■ **Exercise directions**: Please copy the data shown below, word for word.
■ ■ ■
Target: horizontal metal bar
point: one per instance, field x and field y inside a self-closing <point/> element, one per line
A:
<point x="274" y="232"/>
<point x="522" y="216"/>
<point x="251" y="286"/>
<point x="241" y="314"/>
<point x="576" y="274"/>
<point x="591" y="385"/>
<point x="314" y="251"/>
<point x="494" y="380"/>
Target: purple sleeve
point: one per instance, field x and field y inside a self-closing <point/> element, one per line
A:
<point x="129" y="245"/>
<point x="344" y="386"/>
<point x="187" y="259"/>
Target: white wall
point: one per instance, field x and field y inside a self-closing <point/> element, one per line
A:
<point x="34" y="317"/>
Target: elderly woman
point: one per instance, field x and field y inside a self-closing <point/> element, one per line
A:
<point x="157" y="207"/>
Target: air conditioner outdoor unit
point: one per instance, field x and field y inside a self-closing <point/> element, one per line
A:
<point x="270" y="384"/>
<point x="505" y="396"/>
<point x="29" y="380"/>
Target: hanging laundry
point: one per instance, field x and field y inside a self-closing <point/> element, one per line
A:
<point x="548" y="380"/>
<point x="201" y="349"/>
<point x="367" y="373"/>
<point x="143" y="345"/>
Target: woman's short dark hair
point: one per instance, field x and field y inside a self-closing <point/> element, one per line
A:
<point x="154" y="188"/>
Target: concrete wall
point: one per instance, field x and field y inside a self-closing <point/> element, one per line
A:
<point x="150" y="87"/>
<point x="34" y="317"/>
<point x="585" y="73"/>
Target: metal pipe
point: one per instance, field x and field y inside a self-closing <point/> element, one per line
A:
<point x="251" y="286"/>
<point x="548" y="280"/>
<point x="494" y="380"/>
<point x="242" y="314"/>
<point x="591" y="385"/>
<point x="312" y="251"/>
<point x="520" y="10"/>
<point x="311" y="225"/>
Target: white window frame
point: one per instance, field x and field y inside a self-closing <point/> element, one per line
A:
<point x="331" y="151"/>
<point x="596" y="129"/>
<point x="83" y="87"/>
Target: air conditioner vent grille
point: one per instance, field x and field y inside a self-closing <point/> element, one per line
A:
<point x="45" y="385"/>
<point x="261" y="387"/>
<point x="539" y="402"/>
■ ■ ■
■ **Answer below**:
Target: horizontal metal bar
point: one per instance, field x and field y inside a self-closing <point/> element, one per line
A:
<point x="274" y="232"/>
<point x="522" y="216"/>
<point x="251" y="286"/>
<point x="241" y="314"/>
<point x="576" y="274"/>
<point x="591" y="385"/>
<point x="314" y="251"/>
<point x="494" y="380"/>
Target: purple sleeve
point: one per instance, field x and field y inside a self-closing <point/> element, one per line
A:
<point x="129" y="245"/>
<point x="344" y="386"/>
<point x="187" y="259"/>
Target: white wall
point: one per instance, field x and field y inside a self-closing <point/> element, one per line
A:
<point x="34" y="317"/>
Target: elderly woman
point: one per instance, field x and field y inside a self-closing <point/> element, one per line
A:
<point x="157" y="207"/>
Target: air conditioner outdoor unit
point: one per instance, field x and field y inside a self-closing <point/> element, one per line
A:
<point x="270" y="384"/>
<point x="505" y="396"/>
<point x="29" y="380"/>
Target: hanging laundry
point: one per instance, field x and field y inside a self-closing <point/> element, one per line
A:
<point x="548" y="380"/>
<point x="201" y="349"/>
<point x="367" y="373"/>
<point x="143" y="345"/>
Target: woman's short dark hair
point: one per instance, field x and field y inside a self-closing <point/> element, one per line
A:
<point x="154" y="188"/>
Target: concrete wall
point: one per instance, field x and field y inside a self-closing <point/> element, one per line
A:
<point x="150" y="87"/>
<point x="34" y="317"/>
<point x="585" y="73"/>
Target: metal pipe
point: one per instance, field x and field y inside a self-closing <point/> element, one per line
A:
<point x="251" y="286"/>
<point x="548" y="280"/>
<point x="494" y="380"/>
<point x="242" y="314"/>
<point x="591" y="385"/>
<point x="312" y="251"/>
<point x="520" y="10"/>
<point x="311" y="225"/>
Target: white window frame
point: one per instance, field x and field y inside a self-closing <point/> element, one per line
A:
<point x="331" y="151"/>
<point x="596" y="129"/>
<point x="83" y="87"/>
Target: air conditioner vent grille
point: one per instance, field x and field y inside a self-closing <point/> element, one per line
A:
<point x="45" y="385"/>
<point x="261" y="387"/>
<point x="539" y="402"/>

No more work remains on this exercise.